§ **DOCUMENT EXCERPT**
# # # #

I started this series of posts on the Digital Transformation of Health Care pointing out at the three looming disruptions ahead: de-localisation, personalisation and digitalisation. These correspond, broadly speaking to the area of Digital Health, Precision Health and Big Data, even though these areas are connected with one another as shown in the circle diagram and the disruptions are also somewhat connected.
In the previous posts I discussed Digital Health and Precision Health. Now it is time to close the circle and consider the Big Data part.
Remember that the definition of Big Data is something complying with the 3 V: Volume, Velocity and Variety. Someone claims that Bg Data have to comply to 5V to be of interest: add to the previous 3 Veracity and Value. Well, in Health Care all those V are more than satisfied.
As shown in the infographic our body is a tremendous data generator. There are some 2 billion bits equivalent flowing through our senses every single second. Now we have sensors (and there will be many more and more importantly they will be seamless) that can pick up what is going on in our body. Smart watches, the smartphone, smart bands, video cameras in our home and, coming up, electronic tattoos and embedded sensors.
Any diagnostic procedure generates data (a normal x-Ray is about 30MB, a MRI goes up to 150MB, the genome sequencing requires a few GB once normalised). A single person can well generate in the coming decades 1 TB of health care data every year. Now multiply this for the million of people living in a certain area and you are in the Exabyte range.
In terms of velocity the real time monitoring provides continuous changes in part of those data and in terms of variety there are clearly several different streams of data to be considered. The Veracity (the importance to trust the data) is obvious as it is obvious the Value of these data.
In the coming decades we will learn to make sense from more and more streams of data (like analysing voice to detect issues at neurological level) and we will need artificial intelligence to sort out data and make sense out of them. The whole set of data (both the mirroring of the present status and the historical data) will become part of the digital twin of the person, each of us will have his won digital twin.

# # # #

§ **QUESTIONS TO ANSWER**
1: Print the passage of the Big Data post from "I started this" to "Big Data part.".
2: Translate this sentence from the Big Data post into Spanish: "In the previous posts I discussed Digital Health and Precision Health."

§ **DATA RECORDS**

# # # #

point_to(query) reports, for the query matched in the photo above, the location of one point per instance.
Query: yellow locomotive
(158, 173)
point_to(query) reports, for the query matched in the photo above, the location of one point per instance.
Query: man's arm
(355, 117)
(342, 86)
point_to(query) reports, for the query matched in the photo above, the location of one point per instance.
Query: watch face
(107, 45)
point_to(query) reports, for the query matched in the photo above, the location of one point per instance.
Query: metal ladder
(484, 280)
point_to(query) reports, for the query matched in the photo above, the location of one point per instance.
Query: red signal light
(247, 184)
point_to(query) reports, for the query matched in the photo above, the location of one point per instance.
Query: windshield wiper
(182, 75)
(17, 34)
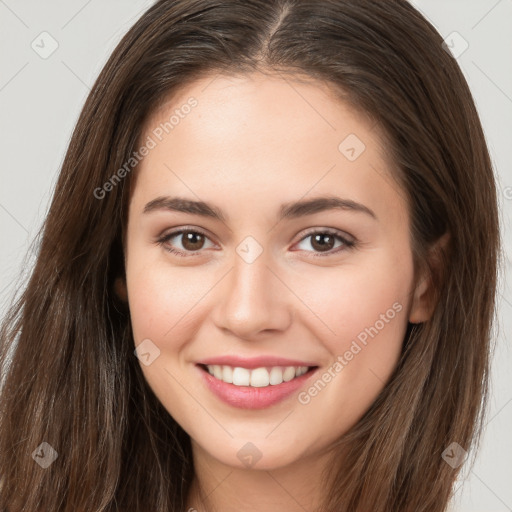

# # # #

§ **EXERCISE RESPONSES**
1:
I started this series of posts on the Digital Transformation of Health Care pointing out at the three looming disruptions ahead: de-localisation, personalisation and digitalisation. These correspond, broadly speaking to the area of Digital Health, Precision Health and Big Data, even though these areas are connected with one another as shown in the circle diagram and the disruptions are also somewhat connected.
In the previous posts I discussed Digital Health and Precision Health. Now it is time to close the circle and consider the Big Data part.

2: En las publicaciones anteriores hablé de la Salud Digital y la Salud de Precisión.